### Kaynak Veriler
=======

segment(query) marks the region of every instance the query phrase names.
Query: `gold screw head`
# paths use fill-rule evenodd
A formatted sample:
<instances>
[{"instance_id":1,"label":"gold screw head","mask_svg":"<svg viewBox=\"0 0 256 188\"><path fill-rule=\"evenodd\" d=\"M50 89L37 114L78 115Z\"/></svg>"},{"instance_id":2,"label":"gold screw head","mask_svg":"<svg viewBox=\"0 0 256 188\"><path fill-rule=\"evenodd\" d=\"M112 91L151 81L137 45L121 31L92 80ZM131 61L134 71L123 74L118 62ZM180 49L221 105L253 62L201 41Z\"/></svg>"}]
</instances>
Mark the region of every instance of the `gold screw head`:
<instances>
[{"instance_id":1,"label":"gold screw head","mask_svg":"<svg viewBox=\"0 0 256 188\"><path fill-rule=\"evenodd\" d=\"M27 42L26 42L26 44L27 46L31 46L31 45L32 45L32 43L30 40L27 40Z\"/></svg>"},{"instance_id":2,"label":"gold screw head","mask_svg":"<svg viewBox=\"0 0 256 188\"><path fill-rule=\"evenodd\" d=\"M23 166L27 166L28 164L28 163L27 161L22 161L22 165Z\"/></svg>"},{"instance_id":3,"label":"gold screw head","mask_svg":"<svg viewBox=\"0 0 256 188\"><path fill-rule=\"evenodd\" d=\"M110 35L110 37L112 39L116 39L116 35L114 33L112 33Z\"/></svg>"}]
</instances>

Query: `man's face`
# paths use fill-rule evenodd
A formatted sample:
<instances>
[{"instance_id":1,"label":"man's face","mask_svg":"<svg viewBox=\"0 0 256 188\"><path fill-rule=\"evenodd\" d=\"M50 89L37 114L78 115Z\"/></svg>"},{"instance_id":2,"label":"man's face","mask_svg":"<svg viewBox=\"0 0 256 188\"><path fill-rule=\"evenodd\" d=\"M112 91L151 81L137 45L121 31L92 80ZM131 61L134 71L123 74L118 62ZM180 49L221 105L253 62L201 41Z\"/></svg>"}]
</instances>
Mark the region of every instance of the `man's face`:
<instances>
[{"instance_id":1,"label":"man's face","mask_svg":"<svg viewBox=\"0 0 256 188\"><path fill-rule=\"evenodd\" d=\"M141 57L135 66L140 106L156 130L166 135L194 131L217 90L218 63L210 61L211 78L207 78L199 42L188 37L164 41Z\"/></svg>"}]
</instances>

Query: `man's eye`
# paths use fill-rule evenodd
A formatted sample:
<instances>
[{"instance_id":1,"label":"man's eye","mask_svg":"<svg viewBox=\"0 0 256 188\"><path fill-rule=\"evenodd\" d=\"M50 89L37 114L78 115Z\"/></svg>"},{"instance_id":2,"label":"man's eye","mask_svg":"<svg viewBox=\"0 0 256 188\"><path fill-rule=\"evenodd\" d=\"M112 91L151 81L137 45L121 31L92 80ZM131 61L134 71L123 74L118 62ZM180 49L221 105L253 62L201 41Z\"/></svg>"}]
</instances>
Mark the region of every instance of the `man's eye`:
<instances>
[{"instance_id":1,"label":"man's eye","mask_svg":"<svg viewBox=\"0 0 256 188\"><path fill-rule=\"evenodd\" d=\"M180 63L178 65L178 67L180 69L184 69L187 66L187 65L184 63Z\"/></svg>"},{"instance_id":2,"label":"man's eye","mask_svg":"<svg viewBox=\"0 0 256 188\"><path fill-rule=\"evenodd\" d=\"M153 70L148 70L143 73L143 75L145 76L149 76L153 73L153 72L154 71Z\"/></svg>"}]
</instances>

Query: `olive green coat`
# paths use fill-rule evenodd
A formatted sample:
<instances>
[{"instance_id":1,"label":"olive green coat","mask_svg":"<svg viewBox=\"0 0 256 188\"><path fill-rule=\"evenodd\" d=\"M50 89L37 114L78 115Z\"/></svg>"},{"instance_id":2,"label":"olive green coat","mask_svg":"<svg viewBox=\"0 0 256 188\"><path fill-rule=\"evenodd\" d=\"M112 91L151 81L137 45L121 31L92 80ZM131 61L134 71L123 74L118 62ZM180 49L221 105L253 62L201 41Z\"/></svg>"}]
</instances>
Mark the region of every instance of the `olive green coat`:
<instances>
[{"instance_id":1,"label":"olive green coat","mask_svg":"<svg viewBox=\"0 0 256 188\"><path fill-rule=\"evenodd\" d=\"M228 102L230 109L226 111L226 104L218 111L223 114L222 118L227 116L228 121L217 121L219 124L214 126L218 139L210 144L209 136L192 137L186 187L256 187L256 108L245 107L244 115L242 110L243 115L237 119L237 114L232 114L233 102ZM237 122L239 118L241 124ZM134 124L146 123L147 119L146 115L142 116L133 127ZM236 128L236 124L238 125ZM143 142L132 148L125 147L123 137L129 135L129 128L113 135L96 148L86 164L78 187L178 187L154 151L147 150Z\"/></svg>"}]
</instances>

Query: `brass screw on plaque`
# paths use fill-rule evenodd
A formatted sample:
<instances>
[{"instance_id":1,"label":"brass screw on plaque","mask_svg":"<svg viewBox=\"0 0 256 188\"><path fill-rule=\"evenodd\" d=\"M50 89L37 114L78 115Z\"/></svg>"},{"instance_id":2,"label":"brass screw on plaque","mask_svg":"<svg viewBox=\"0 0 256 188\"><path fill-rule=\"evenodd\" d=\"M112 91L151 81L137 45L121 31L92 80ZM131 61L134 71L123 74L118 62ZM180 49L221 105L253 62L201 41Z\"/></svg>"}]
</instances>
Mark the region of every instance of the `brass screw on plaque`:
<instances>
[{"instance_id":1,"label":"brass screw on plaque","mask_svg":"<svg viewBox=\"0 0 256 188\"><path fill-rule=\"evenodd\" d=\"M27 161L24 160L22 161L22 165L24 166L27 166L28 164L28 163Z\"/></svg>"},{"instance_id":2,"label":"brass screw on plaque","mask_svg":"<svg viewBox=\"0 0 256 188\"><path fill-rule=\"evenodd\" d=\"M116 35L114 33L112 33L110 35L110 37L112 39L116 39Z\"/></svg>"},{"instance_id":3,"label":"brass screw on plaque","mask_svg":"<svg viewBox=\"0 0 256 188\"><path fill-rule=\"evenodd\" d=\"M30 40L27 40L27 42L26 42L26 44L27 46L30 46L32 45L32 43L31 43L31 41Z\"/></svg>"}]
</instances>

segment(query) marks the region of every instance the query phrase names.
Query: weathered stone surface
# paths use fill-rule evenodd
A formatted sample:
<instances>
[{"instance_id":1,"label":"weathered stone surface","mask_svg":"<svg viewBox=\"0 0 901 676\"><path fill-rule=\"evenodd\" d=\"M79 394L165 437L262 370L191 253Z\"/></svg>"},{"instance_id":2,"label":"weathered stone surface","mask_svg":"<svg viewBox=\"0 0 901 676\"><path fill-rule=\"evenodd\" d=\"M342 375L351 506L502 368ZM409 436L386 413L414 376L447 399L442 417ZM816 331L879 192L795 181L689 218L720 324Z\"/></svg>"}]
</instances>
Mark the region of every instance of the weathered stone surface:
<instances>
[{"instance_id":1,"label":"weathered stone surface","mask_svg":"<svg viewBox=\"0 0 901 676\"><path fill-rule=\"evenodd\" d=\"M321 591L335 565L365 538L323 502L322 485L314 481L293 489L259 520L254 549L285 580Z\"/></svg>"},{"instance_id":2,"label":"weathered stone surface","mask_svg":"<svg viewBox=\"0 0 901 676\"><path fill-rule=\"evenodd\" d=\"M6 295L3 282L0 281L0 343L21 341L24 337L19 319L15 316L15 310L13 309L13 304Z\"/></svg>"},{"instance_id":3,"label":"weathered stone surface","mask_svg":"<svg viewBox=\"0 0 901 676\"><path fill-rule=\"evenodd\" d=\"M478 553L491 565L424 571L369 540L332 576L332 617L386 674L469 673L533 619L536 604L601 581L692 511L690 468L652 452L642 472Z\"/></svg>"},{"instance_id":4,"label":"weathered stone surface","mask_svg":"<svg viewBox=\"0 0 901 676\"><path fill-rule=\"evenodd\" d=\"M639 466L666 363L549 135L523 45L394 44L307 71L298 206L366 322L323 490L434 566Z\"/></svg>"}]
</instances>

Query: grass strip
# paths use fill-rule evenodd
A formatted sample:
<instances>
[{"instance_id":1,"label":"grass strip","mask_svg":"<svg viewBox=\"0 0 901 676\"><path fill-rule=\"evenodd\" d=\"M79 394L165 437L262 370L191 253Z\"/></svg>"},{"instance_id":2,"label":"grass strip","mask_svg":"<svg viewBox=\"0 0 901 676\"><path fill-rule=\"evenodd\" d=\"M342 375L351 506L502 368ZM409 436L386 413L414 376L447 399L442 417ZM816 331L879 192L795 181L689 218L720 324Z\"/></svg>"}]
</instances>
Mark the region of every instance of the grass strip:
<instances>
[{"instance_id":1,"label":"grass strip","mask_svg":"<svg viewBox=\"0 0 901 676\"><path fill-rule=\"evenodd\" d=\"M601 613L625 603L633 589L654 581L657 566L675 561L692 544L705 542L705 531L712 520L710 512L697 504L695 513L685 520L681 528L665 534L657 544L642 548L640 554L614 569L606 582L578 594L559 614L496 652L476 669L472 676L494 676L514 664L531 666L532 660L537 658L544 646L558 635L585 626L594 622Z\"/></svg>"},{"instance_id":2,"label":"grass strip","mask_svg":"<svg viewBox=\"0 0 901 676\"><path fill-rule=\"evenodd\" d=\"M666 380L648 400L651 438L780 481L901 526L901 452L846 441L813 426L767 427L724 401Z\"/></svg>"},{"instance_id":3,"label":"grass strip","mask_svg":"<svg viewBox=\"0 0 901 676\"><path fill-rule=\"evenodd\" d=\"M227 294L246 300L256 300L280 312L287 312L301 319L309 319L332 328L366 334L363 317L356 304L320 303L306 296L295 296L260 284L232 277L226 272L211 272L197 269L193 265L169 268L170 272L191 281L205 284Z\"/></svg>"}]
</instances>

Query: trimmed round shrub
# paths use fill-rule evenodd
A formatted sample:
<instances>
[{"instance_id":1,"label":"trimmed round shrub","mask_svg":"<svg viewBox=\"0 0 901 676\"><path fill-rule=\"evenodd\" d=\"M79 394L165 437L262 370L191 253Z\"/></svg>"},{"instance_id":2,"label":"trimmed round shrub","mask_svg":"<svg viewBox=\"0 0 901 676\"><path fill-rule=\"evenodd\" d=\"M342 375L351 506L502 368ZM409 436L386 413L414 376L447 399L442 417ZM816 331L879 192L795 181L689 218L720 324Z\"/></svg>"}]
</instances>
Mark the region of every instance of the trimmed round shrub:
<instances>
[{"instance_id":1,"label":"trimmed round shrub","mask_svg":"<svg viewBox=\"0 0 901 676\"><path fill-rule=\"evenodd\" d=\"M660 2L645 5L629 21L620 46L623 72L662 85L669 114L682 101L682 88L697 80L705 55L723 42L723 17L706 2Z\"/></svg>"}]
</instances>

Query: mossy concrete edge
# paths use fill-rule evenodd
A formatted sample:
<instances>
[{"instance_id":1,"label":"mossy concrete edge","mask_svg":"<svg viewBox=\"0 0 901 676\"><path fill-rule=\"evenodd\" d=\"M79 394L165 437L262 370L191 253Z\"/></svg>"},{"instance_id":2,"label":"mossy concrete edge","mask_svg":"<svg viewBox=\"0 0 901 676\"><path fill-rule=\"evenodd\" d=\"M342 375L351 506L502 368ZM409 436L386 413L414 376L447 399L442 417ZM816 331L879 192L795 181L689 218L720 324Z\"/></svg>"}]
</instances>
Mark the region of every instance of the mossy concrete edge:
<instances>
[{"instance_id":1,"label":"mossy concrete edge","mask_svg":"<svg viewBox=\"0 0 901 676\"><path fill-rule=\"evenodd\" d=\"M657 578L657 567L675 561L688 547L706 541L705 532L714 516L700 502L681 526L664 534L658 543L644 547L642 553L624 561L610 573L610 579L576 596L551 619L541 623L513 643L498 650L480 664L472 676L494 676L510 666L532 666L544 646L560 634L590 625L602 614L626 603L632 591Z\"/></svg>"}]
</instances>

=======

### Çalışma Talimatı
Yukarıdaki malzemede "every" dizesini içeren satırların hepsini çıkarın ve her birini değiştirmeden yazın.

### Yanıt
segment(query) marks the region of every instance the query phrase names.
Mark the region of every instance of the `gold screw head`:
Mark the region of every instance of the `man's face`:
Mark the region of every instance of the `man's eye`:
Mark the region of every instance of the `olive green coat`:
Mark the region of every instance of the `brass screw on plaque`:
segment(query) marks the region of every instance the query phrase names.
Mark the region of every instance of the weathered stone surface:
Mark the region of every instance of the grass strip:
Mark the region of every instance of the trimmed round shrub:
Mark the region of every instance of the mossy concrete edge:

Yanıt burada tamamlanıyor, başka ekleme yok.